Directions:
1: How many years did the artist in the Sasha Zalevsky interview spend studying at the teacher's college?
2: Extend the Sasha Zalevsky interview, picking up right after its final sentence.

Text block:
↓↓↓

In this month’s Meet the Artist we have a talk with the talented artist Sasha Zalevsky.
Meet Sasha Zalevsky
I was bored in my world: I found my first pencil at the age of three and began to draw – all kinds of vehicles, excavators and tractors. Whenever I saw one, I tried to remember all its details so I could draw it later. As a child, it seemed to serve as my muse. Later, I spent nine long years at school studying incredibly unnecessary formulas.
Whenever I found myself feeling bored, together with a classmate, I would draw all sorts of skulls and similar things in the margins of my notebook until my teacher caught me. After high school, I attended art school and studied at the teacher’s college for around four years. However, I didn’t really want to be a teacher. I enrolled simply for the sake of drawing and managed to acquire some practical skills such how to hold a pencil correctly.

↑↑↑

Region labeling records:
↓↓↓

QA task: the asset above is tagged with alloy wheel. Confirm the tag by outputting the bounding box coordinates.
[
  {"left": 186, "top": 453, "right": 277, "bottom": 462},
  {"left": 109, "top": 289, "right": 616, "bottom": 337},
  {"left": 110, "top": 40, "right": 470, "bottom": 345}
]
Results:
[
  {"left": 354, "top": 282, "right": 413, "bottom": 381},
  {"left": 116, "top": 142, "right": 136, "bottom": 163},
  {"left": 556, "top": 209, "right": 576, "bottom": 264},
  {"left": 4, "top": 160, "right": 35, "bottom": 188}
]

↑↑↑
↓↓↓

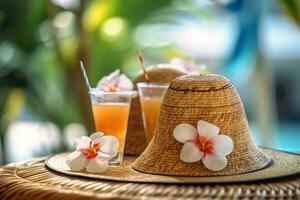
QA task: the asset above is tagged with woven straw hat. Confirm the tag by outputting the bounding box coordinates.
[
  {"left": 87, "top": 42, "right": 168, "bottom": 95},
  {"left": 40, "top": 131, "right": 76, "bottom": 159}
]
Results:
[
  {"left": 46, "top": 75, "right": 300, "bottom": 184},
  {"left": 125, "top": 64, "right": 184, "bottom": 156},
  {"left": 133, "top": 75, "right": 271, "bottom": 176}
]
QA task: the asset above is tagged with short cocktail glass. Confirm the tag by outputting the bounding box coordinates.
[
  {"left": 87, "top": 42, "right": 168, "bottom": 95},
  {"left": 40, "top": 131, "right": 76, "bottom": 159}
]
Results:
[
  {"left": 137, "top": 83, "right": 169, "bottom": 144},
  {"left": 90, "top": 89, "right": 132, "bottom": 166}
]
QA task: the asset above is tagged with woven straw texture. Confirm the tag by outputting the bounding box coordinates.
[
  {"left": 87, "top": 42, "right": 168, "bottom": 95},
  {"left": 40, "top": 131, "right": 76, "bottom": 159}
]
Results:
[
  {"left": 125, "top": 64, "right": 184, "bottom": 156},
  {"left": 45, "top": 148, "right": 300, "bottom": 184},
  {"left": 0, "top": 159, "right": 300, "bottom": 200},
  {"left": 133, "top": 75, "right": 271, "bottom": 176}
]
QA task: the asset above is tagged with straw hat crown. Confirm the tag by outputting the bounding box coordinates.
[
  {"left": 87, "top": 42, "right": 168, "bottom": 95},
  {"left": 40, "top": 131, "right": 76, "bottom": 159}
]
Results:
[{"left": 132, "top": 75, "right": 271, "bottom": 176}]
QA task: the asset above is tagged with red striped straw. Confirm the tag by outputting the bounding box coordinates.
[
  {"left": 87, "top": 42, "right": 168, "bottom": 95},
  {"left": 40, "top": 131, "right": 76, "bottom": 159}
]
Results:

↑↑↑
↓↓↓

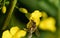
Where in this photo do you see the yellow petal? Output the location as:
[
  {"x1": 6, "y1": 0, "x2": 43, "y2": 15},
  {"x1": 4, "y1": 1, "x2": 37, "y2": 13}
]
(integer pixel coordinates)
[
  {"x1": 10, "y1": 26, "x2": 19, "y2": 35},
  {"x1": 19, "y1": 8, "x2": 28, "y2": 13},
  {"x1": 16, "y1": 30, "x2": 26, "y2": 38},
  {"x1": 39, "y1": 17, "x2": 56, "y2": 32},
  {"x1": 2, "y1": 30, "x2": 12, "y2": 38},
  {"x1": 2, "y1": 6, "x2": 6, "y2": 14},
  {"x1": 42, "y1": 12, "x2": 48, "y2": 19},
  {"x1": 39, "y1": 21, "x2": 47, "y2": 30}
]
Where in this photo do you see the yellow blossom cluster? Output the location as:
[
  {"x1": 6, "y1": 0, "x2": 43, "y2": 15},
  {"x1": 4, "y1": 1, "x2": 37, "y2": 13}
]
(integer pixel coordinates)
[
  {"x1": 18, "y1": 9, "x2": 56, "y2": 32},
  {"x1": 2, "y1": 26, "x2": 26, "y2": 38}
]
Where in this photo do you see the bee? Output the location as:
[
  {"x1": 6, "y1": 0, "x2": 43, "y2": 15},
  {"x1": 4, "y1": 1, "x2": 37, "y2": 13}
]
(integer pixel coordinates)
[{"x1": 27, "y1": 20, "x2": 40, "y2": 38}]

↑↑↑

Final results:
1: Around four years.

2:
Once I had escaped all the unnecessary things that distracted me from creativity, I began to study Photoshop. It was 2007. At first, I was tormented by the mouse when trying to experiment with different brushes. I studied how it worked.
In 2010, I managed to get a graphic tablet Wacom Intuos4 L which greatly simplified my life in Photoshop. It’s now ten years old and starting to fail on me.
Because I am an introvert and not particularly interested in my outside world – I began to looking for creative personalities and models on Instagram.
Over these ten years, I have accumulated a lot of digital content. This is the result of my experiments in Photoshop and Corel Painter. I’ve also tried a couple of other applications but found them to be rather redundant.
In 2017 I got on the Internet and Instagram, which allowed me to draw with great speed.
I began to post my earlier work that had accumulated over the years, but quickly realized that very few people were actually interested in it. So, I began to mark people in publications.
I started looking for inspiration mainly in Italy. I’m not really interested in architecture and hyperrealism but prefer to focus on people’s faces. I started drawing notable ones like @yanasinner. I found myself interested in proportions and unique facial features.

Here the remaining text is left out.